-- Dataset content --
****************

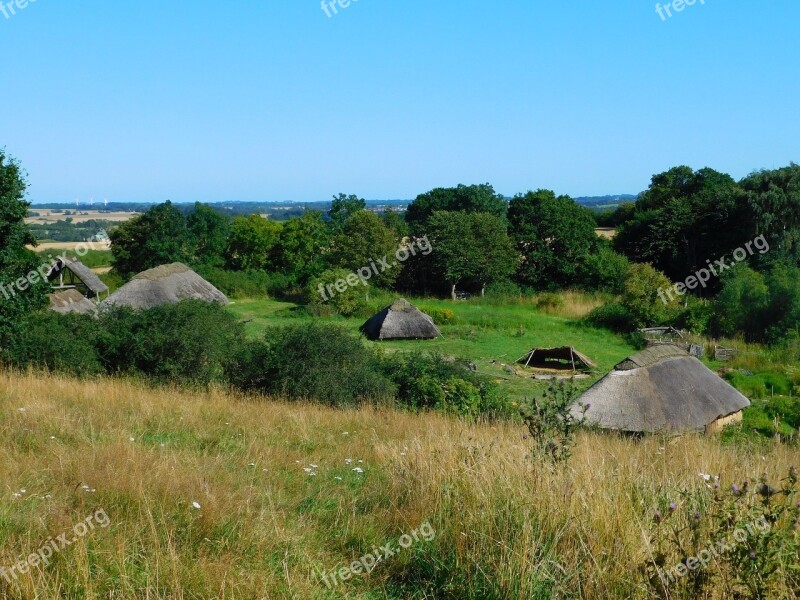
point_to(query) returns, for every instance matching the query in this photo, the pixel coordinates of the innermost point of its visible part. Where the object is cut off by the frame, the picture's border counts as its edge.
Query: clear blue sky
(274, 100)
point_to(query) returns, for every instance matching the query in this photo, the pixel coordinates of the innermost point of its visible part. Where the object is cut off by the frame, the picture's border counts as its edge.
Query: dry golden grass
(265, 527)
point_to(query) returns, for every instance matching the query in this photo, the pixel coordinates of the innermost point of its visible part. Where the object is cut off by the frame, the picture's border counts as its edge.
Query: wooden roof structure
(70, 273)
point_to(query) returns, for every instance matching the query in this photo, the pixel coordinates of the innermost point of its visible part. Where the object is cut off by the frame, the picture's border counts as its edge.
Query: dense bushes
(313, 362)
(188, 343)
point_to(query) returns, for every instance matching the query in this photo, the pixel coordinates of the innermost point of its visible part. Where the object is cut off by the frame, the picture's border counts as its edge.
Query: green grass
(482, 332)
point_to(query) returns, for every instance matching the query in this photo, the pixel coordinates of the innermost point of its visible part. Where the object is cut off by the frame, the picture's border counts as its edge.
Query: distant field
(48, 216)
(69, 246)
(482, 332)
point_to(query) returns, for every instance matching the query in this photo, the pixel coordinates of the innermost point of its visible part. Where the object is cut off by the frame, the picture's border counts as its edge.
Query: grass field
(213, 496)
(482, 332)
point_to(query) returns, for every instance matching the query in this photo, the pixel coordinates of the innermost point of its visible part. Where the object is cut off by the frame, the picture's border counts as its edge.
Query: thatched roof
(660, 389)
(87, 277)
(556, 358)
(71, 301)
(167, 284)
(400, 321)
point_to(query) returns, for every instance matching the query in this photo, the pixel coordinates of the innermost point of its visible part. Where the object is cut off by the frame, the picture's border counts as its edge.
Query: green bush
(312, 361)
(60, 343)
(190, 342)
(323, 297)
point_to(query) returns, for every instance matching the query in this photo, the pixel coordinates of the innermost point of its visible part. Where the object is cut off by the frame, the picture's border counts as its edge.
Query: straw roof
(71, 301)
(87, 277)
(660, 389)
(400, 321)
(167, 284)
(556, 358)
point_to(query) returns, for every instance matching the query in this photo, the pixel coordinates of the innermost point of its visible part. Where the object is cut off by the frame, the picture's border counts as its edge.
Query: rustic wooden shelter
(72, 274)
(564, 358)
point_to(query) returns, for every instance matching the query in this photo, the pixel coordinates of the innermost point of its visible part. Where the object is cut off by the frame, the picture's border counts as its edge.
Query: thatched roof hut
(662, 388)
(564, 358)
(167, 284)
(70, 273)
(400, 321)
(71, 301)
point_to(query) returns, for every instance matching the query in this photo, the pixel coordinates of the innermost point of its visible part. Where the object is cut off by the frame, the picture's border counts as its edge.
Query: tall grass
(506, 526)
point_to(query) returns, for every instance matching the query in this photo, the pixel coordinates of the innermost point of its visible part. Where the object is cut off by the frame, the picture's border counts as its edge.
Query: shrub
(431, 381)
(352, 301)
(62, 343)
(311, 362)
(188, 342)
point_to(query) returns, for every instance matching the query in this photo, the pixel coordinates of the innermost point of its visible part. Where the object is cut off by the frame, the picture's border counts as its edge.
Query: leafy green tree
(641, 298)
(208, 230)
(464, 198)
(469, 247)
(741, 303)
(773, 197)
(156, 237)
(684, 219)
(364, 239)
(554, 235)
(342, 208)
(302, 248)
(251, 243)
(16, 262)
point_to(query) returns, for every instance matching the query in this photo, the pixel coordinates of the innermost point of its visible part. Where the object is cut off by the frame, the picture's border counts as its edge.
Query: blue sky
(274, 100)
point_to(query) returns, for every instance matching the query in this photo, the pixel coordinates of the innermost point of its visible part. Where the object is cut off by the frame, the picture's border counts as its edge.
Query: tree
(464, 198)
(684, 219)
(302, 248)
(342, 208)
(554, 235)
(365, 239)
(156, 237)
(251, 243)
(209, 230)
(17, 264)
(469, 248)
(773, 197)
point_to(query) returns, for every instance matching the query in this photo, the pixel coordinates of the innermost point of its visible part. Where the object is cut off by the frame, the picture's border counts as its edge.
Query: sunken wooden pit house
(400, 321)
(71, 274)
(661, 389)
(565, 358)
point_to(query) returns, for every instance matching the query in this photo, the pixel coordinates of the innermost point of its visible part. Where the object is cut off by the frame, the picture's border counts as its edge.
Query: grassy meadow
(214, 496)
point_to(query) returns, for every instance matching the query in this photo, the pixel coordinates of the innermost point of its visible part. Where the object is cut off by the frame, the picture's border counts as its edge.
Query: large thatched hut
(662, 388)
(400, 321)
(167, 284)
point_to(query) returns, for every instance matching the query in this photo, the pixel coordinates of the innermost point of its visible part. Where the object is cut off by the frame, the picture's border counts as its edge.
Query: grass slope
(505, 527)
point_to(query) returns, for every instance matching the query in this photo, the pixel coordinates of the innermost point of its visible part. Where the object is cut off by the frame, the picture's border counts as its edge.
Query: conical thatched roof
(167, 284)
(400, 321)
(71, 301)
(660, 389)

****************

-- About this task --
Each entry above must be duplicated precisely; none of the pictures may be included.

-- Task solution --
point_to(query) returns, for every instance matching the query in this photo, the pixel coordinates of the innermost point of its visible part. Where the object is cut off by the frame, the picture's border counts as its edge.
Query: clear blue sky
(274, 100)
point_to(query) returns, for every instance matching the query in this photo, the pixel coordinates of the innermost point of its visible part. Where the object is cut off by the frame, the picture's border counts as its edge.
Query: dry golden grass
(265, 527)
point_to(query) returns, for every instance matching the query in this photo, the pixel coordinates of the innermost point of its visible part. Where the object is cut off by the frame, the picture's border counts as its edge.
Query: wooden roof structure
(70, 273)
point_to(query) returns, for every instance matching the query in this photo, the pixel coordinates of the innermost point of its visible part. Where the object is cut off by the frame, the picture's border counts as its edge.
Query: dense bushes
(313, 362)
(188, 343)
point_to(query) returns, for every instance matching the query in this photo, the pixel coordinates of the innermost point of its visible part. Where the object is cut off by the frame, the picture's border counts as its edge.
Query: green grass
(482, 332)
point_to(query) returns, for every instance matching the query in this photo, the pixel coordinates of the innermost point of its visible part. Where the object is cut off by the frame, the picture's border counts as its edge.
Query: distant field
(48, 216)
(69, 246)
(482, 332)
point_to(query) returns, for every instance matching the query in this photo, the pixel coordinates of the innermost point of its visible part. Where the object is cut off by the frame, the picture's border counts as its edge.
Query: grass field
(213, 496)
(482, 332)
point_to(query) returns, for every instance matching the query in this photo, the pixel coordinates of the innermost point of its visible part. Where the object is cut off by the frame, the picture's border counts as its edge.
Query: thatched roof
(660, 389)
(87, 277)
(556, 358)
(71, 301)
(167, 284)
(400, 321)
point_to(query) returns, for every instance matching the query in this photo, the pixel coordinates of the innermost point of its visible part. Where the object is cut off by the frame, the picture's border counts as its edge.
Query: green bush
(312, 361)
(60, 343)
(190, 342)
(323, 297)
point_to(query) returns, for every instance matching the query in this photo, the pixel coordinates of the innermost point of its visible part. Where the object is cut off by the frame, the picture's border counts as its edge.
Query: straw roof
(71, 301)
(87, 277)
(660, 389)
(400, 321)
(167, 284)
(556, 358)
point_to(query) returns, for every instance matching the query in this photo, the pixel coordinates of the innermost point of its visible part. Where the object is cut off by the frame, the picture's border counts as its edge.
Query: rustic wooden shelter
(72, 274)
(564, 358)
point_to(query) returns, for every instance matching the query in this photo, the pixel coordinates of the innermost point of its visible part. Where the object is cut off by the frame, the picture's border counts as its edge.
Query: thatched roof hut
(662, 388)
(564, 358)
(167, 284)
(70, 273)
(400, 321)
(71, 301)
point_to(query) returns, for every instance matching the query in this photo, the pixel coordinates of the innermost point of its visible part. Where the object is cut off by the frame, the picture's border counts as its edge.
Query: tall grass
(506, 526)
point_to(query) returns, for every instance matching the query in this photo, the pixel coordinates of the innermost point of its visible part. Where the object is cut off by the frame, the picture's border counts as its edge.
Query: shrub
(431, 381)
(352, 301)
(62, 343)
(311, 362)
(188, 342)
point_to(query) returns, for every instance matching the query in this photo, the pixel coordinates of the innermost point of its visible part. Where the object is cut off by the frame, the picture's border counts as its edge.
Query: leafy green tree
(641, 298)
(208, 230)
(464, 198)
(469, 247)
(741, 303)
(773, 197)
(156, 237)
(684, 219)
(364, 239)
(554, 235)
(342, 208)
(302, 248)
(251, 243)
(16, 262)
point_to(query) returns, for every instance matching the query in this photo, the pixel coordinates of the innermost point of its visible part. Where the object is cut off by the frame, the picture's border counts as its edge.
Query: blue sky
(274, 100)
point_to(query) returns, for every instance matching the query in this photo, the pixel coordinates of the innermost point of its visible part. Where the object is cut off by the frame, the picture's border counts as its edge.
Query: tree
(464, 198)
(684, 219)
(302, 248)
(342, 208)
(554, 235)
(365, 239)
(156, 237)
(251, 243)
(209, 230)
(17, 264)
(469, 248)
(773, 197)
point_to(query) returns, for every instance matching the query in this photo, the pixel coordinates of the innermost point of its visible part. Where the object is cut off by the frame, the picture's border counts as its edge.
Query: sunken wooden pit house
(400, 321)
(71, 274)
(661, 389)
(565, 358)
point_to(query) returns, for every instance matching the query in this photo, the pixel coordinates of the innermost point of its visible part. Where the object is cut off by the frame, the picture's border counts as its edge.
Query: grassy meadow
(214, 496)
point_to(query) returns, for every instance matching the query in this photo, the pixel coordinates of the innermost point of its visible part. Where the object is cut off by the frame, the picture's border counts as its edge.
Query: large thatched hut
(662, 388)
(400, 321)
(167, 284)
point_to(query) returns, for every instance matching the query in this photo, the pixel coordinates of the innermost point of its visible part. Where the object is cut off by the frame, the picture's border counts as its edge.
Query: grass slope
(505, 527)
point_to(query) returns, for every instance matching the query in this photo, the pixel coordinates of the innermost point of its visible part. Where the object is cut off by the frame, the picture's border counts as its edge.
Query: conical thatched roof
(167, 284)
(400, 321)
(71, 301)
(660, 389)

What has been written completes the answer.